*** Extracted text

Is there is any event that is a great starting off point for new bloggers than T-SQL Tuesday? It gives you everything you need, a topic, a semblance of choice, a deadline

This month’s T-SQL Tuesday is hosted by Jens Vestergaard (b/t) and the topic is out favourite SQL Server Feature.

Now I didn’t realise that I had a favourite SQL Server feature until I had to sit down and think about it and I realised that the moment that I learned how to use CTE’s, I’ve been using them non stop. So much so that in a previous job, a developer once said he could recognize a stored procedure I had written just because it contained a CTE!

it didn’t help that in that case he was right 🙁 

According to Books Online, a CTE is a “temporary named result set” that is defined within the scope of a single statement. In case you are worries about the ‘single statement’ aspect of that, don’t be. With temp tables, Variables table, etc, SQL Server got you covered ;).

As this is the first blog post, I’ll keep this short and sweet. The main capacity of CTE’s that I admire is the RECURSIVE element to them.

Recursive CTE’s require only 4 aspects

  1. An anchor statement
  2. A joining statement e.g. UNION ALL
  3. A recursive statement, and
  4. A terminator clause

Actions Speak Louder Than Words:

With the release of the new STRING_SPLIT function in SQL Server 2016 that everyone is looking forward to, it’s probably fitting that the example of a recursive CTE that I’ll be using is to split a string. Since this post is about Recursive CTE’s I’ll be focusing on the architecture of the CTE more than what is in the script though!

So for our example, say we are given a variable sting with a list of elements in it…


DECLARE @string VARCHAR(100) = 'SELECT,INSERT,UPDATE,DELETE,EXECUTE'

…and we are tasked with splitting this string out into it’s different parts. Now there are multiple different ways that this could be accomplished (nearly all of them faster and more efficien) but we’re going the recursive CTE route!


DECLARE @string VARCHAR(100) = 'SELECT,INSERT,UPDATE,DELETE,EXECUTE'
-- This value is used to split out the string :
, @delimiter CHAR(1) = ',';

-- Add on a final delimter to get the last element
SELECT @string = @string + @delimiter;

WITH delimiting_cte
( ID, original_text, remaining_text, delimited_text )
AS
(
-- Anchor stmt :
SELECT
CAST( 1 as SMALLINT ),
@string,
RIGHT( @string, ( LEN( @string ) - CHARINDEX( @delimiter, @string ) ) ), --remaining_text
SUBSTRING( @string, 1, CHARINDEX( @delimiter, @string ) - 1 ) -- delimited_text
-- Joining Statement :
UNION ALL
-- Recursive stmt : remove each delimited value to put in own row...

******
*** Excerpted data

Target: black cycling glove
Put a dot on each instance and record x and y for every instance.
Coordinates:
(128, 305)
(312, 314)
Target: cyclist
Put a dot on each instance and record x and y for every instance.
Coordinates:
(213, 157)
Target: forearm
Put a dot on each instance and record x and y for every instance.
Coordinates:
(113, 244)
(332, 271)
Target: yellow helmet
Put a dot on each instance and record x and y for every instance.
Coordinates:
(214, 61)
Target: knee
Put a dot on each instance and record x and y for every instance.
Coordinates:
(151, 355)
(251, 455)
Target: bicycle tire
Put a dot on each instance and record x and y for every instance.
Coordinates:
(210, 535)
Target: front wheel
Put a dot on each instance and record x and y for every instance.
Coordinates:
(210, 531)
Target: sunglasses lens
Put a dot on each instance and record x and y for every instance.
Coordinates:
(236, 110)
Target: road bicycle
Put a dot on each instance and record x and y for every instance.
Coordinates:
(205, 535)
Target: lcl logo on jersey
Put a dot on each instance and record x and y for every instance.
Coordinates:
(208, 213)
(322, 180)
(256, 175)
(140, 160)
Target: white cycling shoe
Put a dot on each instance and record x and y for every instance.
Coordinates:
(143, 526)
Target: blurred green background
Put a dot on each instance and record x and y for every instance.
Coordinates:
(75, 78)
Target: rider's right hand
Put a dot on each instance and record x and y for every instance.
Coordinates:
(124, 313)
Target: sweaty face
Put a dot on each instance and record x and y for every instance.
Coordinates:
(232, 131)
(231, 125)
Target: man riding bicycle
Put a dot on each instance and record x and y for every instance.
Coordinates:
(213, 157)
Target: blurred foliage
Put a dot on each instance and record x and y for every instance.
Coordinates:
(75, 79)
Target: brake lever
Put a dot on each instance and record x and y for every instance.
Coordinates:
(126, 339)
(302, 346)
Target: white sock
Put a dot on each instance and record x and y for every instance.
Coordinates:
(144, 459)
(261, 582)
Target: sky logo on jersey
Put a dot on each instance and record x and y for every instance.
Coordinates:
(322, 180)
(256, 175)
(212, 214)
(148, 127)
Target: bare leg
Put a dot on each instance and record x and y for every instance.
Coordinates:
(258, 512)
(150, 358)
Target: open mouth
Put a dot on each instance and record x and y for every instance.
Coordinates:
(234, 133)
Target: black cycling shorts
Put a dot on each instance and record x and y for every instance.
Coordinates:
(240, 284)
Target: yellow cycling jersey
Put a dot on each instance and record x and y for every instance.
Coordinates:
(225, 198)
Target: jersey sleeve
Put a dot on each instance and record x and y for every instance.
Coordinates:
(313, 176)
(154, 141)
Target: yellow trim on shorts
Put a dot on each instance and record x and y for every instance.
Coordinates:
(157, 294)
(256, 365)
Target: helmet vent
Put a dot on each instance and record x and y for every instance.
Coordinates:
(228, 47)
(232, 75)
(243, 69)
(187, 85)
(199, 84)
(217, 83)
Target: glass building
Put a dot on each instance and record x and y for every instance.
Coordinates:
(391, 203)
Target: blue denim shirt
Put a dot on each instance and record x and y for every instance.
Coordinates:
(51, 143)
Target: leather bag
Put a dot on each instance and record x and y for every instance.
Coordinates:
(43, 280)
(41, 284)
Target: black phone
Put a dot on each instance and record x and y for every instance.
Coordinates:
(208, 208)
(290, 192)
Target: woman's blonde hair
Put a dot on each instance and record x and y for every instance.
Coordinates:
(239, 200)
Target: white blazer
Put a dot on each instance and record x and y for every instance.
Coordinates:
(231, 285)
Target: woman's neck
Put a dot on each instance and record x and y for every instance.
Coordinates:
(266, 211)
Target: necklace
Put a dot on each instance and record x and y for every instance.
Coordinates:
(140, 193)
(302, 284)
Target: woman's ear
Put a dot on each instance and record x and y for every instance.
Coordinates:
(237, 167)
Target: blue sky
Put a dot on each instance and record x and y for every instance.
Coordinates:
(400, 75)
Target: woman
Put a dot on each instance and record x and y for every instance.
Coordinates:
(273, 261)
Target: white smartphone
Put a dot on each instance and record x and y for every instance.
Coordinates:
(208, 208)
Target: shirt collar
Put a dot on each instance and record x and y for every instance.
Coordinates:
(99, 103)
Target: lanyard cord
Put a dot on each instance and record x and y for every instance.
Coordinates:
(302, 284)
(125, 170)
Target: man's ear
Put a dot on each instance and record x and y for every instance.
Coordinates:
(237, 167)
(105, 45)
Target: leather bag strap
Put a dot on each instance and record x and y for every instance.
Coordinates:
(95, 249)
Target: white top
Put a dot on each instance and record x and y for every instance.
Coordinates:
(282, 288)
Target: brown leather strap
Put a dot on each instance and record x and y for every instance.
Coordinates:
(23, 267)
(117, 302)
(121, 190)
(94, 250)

******
*** Excerpted data

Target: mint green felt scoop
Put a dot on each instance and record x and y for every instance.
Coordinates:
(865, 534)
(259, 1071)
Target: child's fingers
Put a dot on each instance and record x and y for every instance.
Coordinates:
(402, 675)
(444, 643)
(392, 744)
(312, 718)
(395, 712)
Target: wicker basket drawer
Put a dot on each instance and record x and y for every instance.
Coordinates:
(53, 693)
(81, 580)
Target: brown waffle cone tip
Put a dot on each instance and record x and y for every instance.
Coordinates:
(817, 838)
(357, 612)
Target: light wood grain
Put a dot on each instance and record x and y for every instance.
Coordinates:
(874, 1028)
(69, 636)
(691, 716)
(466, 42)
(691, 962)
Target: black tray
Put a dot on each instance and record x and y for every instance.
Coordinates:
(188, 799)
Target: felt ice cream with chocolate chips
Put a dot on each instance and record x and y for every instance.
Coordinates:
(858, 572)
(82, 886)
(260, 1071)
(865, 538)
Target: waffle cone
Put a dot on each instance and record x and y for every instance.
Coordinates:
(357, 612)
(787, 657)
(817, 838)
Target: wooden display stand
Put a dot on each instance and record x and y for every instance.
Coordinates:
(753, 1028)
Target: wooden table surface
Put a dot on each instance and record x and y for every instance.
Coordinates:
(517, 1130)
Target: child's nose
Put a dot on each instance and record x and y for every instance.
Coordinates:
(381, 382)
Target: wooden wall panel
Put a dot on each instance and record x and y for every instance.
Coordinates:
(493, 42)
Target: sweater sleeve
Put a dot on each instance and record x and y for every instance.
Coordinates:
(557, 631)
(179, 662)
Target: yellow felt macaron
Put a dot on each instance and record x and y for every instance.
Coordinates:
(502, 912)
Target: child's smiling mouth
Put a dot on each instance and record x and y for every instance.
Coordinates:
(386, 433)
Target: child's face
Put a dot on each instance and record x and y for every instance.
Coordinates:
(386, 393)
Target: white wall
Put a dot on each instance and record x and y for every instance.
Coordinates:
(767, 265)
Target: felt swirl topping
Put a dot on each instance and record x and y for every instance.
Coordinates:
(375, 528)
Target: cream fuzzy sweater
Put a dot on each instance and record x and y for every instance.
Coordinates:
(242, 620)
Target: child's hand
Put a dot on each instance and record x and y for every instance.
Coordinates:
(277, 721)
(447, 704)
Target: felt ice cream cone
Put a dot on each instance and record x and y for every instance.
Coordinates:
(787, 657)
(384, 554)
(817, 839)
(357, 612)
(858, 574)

******
*** Excerpted data

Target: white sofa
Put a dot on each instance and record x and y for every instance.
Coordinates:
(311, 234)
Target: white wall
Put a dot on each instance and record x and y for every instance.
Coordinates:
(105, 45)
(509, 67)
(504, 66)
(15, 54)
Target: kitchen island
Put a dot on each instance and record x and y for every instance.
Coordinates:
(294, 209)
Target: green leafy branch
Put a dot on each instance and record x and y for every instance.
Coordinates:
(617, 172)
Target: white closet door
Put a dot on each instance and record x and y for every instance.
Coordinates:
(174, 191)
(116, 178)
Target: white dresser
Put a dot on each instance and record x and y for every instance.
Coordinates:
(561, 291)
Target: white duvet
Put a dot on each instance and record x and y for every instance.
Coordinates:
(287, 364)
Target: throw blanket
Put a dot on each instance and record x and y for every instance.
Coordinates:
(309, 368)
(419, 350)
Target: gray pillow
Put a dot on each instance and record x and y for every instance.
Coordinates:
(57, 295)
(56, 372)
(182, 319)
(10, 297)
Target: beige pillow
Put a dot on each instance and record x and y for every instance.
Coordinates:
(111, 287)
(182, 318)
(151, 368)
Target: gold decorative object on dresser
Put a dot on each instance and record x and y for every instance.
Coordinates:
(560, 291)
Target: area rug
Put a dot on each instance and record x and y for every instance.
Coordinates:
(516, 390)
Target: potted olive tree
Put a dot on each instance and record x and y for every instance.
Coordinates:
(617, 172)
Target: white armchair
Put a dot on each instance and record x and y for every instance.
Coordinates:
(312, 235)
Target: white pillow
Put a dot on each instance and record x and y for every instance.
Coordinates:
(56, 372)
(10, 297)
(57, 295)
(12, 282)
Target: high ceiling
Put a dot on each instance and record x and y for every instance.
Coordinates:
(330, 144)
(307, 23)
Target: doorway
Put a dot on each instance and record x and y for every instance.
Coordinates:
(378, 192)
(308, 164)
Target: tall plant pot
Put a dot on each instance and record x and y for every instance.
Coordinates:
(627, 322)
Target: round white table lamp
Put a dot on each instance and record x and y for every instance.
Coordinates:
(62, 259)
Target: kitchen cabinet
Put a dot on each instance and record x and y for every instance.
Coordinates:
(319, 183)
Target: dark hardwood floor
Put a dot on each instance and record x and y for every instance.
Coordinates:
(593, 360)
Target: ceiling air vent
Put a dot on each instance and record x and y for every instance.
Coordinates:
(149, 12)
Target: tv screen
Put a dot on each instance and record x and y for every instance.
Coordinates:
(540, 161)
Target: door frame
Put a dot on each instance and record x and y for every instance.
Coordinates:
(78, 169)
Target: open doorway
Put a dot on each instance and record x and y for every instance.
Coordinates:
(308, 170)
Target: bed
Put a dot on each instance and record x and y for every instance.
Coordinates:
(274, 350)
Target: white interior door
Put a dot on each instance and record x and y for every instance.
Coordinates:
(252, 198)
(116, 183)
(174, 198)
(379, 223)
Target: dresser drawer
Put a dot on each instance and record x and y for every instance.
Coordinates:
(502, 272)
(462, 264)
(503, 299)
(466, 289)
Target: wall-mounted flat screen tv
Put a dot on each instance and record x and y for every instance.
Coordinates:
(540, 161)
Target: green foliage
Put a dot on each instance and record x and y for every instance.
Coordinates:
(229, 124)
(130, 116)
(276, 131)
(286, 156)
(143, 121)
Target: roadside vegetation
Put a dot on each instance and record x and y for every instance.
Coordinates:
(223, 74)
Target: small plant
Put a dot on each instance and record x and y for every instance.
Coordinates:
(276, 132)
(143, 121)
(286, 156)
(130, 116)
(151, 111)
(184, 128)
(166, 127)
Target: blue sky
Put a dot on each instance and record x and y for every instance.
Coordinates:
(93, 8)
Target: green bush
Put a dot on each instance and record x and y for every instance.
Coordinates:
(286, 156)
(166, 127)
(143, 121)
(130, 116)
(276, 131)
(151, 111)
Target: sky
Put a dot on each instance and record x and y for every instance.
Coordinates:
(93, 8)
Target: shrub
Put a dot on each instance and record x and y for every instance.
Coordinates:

******

Directives.
1. In the recursive CTE post, condense the paragraph that begins "With the release of the new STRING_SPLIT function" into one sentence that keeps its main facts.
2. Give a two-sentence summary of the recursive CTE post.

List of solutions.
1. Because SQL Server 2016 brings the anticipated STRING_SPLIT function, the recursive CTE example splits a string, with the focus on the CTE's architecture rather than the script's details.

2. For this month's T-SQL Tuesday, hosted by Jens Vestergaard, the topic is a favorite SQL Server feature, and the writer's choice is the CTE, which Books Online describes as a "temporary named result set" defined within a single statement. The post focuses on recursive CTEs, which need an anchor statement, a joining statement such as UNION ALL, a recursive statement, and a terminator clause, and it begins demonstrating them by splitting a comma-delimited string.